INPUT RECORDS
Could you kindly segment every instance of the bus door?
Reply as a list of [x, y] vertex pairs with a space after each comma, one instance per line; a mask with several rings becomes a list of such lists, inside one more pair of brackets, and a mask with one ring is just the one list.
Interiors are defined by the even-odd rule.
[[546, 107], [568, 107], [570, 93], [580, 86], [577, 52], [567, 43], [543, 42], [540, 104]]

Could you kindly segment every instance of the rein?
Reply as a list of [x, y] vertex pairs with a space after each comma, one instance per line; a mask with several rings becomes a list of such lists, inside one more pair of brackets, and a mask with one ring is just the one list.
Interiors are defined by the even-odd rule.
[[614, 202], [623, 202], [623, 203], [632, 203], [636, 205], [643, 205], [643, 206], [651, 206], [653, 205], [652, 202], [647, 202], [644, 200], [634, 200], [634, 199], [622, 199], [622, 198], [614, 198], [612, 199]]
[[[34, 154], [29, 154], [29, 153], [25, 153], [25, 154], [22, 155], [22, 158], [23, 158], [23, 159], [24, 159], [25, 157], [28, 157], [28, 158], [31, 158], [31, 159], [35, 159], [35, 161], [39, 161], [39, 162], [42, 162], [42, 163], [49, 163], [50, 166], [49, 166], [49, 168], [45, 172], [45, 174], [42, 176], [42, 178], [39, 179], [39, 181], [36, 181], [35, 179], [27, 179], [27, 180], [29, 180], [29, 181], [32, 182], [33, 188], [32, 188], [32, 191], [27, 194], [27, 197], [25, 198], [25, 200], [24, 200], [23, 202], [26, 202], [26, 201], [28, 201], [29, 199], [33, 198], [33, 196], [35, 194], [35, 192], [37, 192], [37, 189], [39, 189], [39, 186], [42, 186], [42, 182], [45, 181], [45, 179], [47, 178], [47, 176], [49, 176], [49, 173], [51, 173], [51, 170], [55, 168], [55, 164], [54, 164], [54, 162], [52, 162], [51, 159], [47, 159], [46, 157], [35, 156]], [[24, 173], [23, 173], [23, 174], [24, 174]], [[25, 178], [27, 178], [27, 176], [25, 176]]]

* * *

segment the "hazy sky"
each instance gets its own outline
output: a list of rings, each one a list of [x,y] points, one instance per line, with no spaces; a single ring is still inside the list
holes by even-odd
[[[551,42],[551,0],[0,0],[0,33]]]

STATED TASK
Please rewrite the lines of the records as a numbered list, starting at the line that contains "Could you kindly segment every instance of the bus" and ending at the line that contains "42], [540, 104]]", with both of those lines included. Leave out any blank lines.

SOLUTION
1. Could you kindly segment every instance of the bus door?
2. Reply as a list of [x, y] vertex pairs with a space after each comma, one instance per line; a mask with several rings becomes a list of such lists, inside one more pair of brackets, and a mask with one ring is just the one list.
3. Interiors are defined by the even-odd rule.
4. [[546, 107], [568, 107], [570, 93], [580, 86], [577, 52], [567, 43], [543, 42], [540, 104]]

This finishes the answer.